▶ _WHAT IS BEING ASKED_: Across these entries, work out how many lines carry the string "visible", and give only that number.

MATERIAL PROVIDED Start Marker

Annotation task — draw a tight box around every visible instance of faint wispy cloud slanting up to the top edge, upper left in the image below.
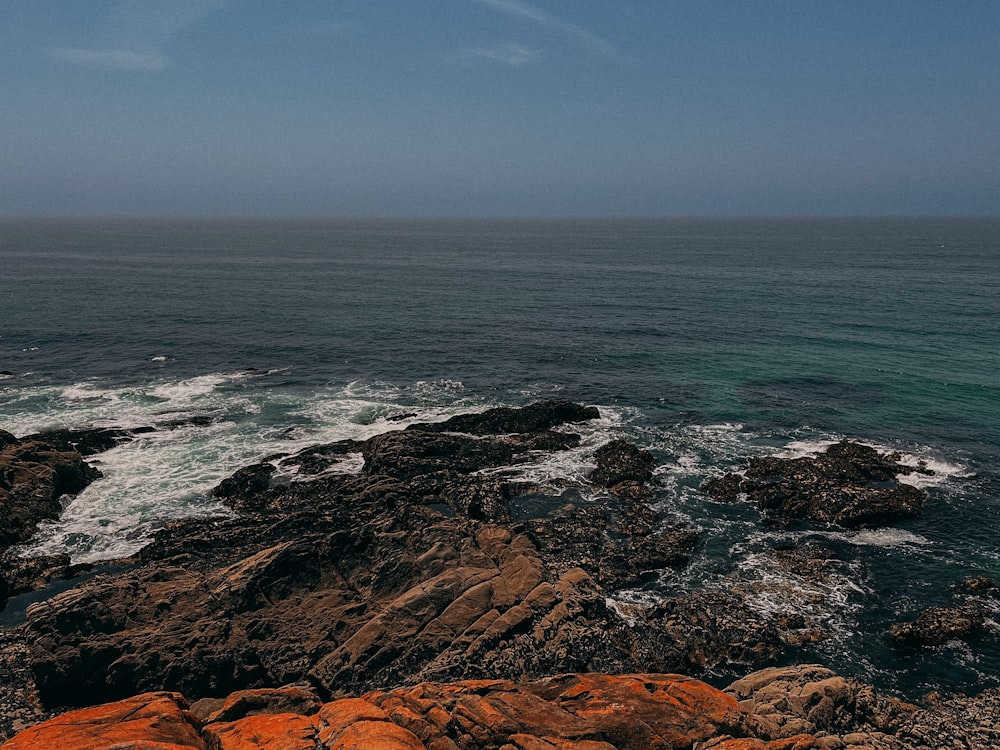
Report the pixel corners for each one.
[52,0,226,71]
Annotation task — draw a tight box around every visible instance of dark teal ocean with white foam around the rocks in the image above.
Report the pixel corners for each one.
[0,218,1000,695]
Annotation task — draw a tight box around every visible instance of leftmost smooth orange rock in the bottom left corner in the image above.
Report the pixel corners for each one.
[2,693,206,750]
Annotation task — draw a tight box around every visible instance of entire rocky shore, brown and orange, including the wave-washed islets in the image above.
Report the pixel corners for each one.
[0,401,1000,750]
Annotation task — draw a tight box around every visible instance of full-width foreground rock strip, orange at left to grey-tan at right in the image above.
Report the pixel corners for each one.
[2,665,1000,750]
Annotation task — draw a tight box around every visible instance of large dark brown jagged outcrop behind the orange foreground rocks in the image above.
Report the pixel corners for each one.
[27,402,733,705]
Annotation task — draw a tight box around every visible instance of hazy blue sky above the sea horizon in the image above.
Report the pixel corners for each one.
[0,0,1000,217]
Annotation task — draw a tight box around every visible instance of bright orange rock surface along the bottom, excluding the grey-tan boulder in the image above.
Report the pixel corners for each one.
[2,674,827,750]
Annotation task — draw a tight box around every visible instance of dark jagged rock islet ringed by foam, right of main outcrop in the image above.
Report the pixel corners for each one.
[703,440,931,527]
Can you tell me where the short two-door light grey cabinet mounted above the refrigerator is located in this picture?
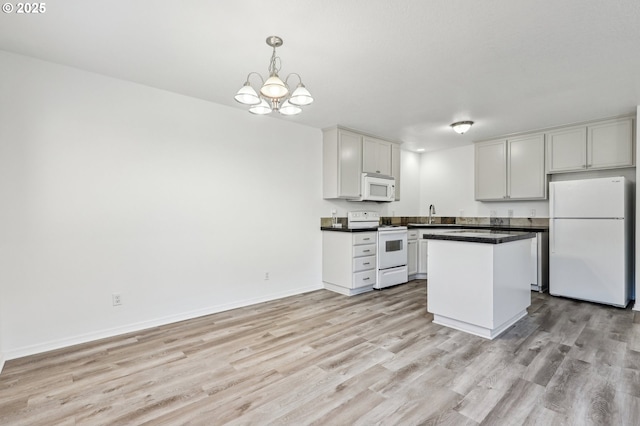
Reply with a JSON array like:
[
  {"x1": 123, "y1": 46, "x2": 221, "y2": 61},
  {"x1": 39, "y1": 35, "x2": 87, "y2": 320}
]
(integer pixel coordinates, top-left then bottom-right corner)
[{"x1": 546, "y1": 117, "x2": 634, "y2": 173}]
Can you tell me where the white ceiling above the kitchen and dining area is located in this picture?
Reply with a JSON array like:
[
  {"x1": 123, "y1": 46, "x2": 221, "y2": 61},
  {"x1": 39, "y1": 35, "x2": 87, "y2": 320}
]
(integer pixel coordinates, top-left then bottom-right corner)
[{"x1": 0, "y1": 0, "x2": 640, "y2": 150}]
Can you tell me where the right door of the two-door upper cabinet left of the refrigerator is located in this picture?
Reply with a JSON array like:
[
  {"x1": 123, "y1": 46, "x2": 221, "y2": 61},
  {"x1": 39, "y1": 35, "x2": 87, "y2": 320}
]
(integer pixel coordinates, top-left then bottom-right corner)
[{"x1": 507, "y1": 133, "x2": 547, "y2": 200}]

MATERIAL PROVIDED End Marker

▶ _RESPONSE TO THIS EXERCISE_: 9